Stored records:

● ● ● ●

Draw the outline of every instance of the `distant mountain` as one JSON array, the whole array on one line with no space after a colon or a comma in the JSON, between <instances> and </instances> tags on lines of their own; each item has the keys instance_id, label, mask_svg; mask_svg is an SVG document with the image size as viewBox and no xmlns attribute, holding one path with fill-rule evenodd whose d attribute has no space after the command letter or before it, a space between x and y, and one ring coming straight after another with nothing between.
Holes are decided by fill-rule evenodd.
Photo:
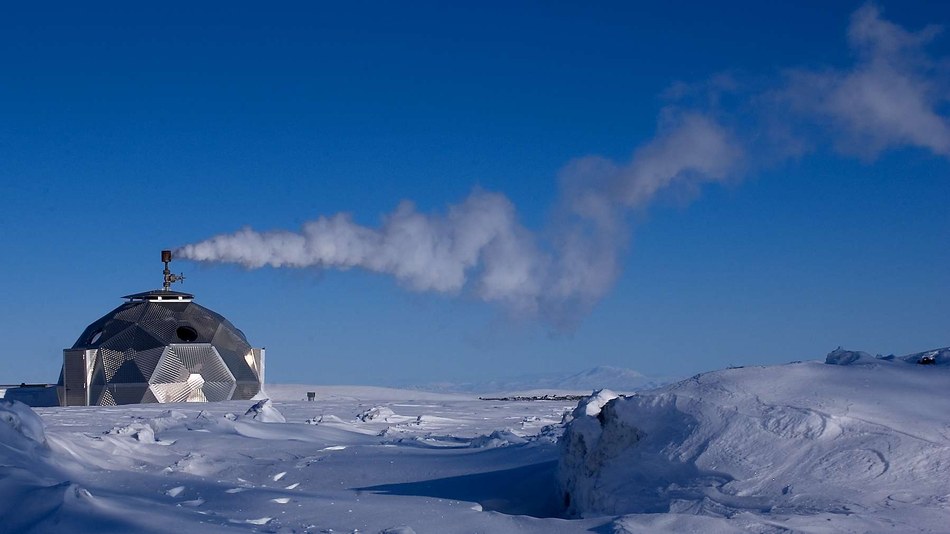
<instances>
[{"instance_id":1,"label":"distant mountain","mask_svg":"<svg viewBox=\"0 0 950 534\"><path fill-rule=\"evenodd\" d=\"M677 377L647 376L633 369L601 365L574 374L537 373L479 382L402 383L396 386L453 393L536 393L541 391L590 393L595 389L603 388L617 392L632 392L653 389L678 379Z\"/></svg>"}]
</instances>

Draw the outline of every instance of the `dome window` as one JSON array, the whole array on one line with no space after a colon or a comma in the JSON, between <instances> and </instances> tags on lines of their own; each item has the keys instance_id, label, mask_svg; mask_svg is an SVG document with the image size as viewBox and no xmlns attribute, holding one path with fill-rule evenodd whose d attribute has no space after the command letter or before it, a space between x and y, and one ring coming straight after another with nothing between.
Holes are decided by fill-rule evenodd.
<instances>
[{"instance_id":1,"label":"dome window","mask_svg":"<svg viewBox=\"0 0 950 534\"><path fill-rule=\"evenodd\" d=\"M102 339L102 329L96 330L89 336L89 344L95 345L100 339Z\"/></svg>"},{"instance_id":2,"label":"dome window","mask_svg":"<svg viewBox=\"0 0 950 534\"><path fill-rule=\"evenodd\" d=\"M198 331L187 325L179 326L178 329L175 330L175 335L185 343L191 343L198 339Z\"/></svg>"}]
</instances>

● ● ● ●

= Exercise goal =
Exactly as written, return each line above and leave the pictures behind.

= Solution to this problem =
Draw the outline of every instance of the `distant mountain` as one JSON array, the whole array on one line with no space after a colon or a comma in the JSON, between <instances> and </instances> tags on lines of their own; each item has the keys instance_id, label, mask_svg; mask_svg is an SVG document with the image size as viewBox and no xmlns attribute, holding one path with fill-rule evenodd whose d attribute has no space after the command letter or before it, a space between x and y, and one ring coming straight after another with nothing between.
Holes are decided by fill-rule evenodd.
Photo:
<instances>
[{"instance_id":1,"label":"distant mountain","mask_svg":"<svg viewBox=\"0 0 950 534\"><path fill-rule=\"evenodd\" d=\"M677 377L647 376L633 369L601 365L574 374L537 373L479 382L402 383L396 386L453 393L536 393L541 391L590 393L595 389L603 388L617 392L632 392L653 389L678 379Z\"/></svg>"}]
</instances>

Draw the outline of every instance of the `dome window` as one JSON array, the whole array on one line with no space after a colon or a comma in the JSON, between <instances> and </instances> tags on lines of their own; each item has the keys instance_id, label, mask_svg; mask_svg is an SVG document with the image size as viewBox and no xmlns attribute, holding one path with fill-rule evenodd whose d attribute has no space after the command letter or before it, a space between x and y, and one ring coming straight after another with nothing between.
Holes are decided by fill-rule evenodd.
<instances>
[{"instance_id":1,"label":"dome window","mask_svg":"<svg viewBox=\"0 0 950 534\"><path fill-rule=\"evenodd\" d=\"M102 339L102 329L96 330L89 336L89 344L95 345L100 339Z\"/></svg>"},{"instance_id":2,"label":"dome window","mask_svg":"<svg viewBox=\"0 0 950 534\"><path fill-rule=\"evenodd\" d=\"M198 331L187 325L179 326L178 329L175 330L175 335L185 343L191 343L198 339Z\"/></svg>"}]
</instances>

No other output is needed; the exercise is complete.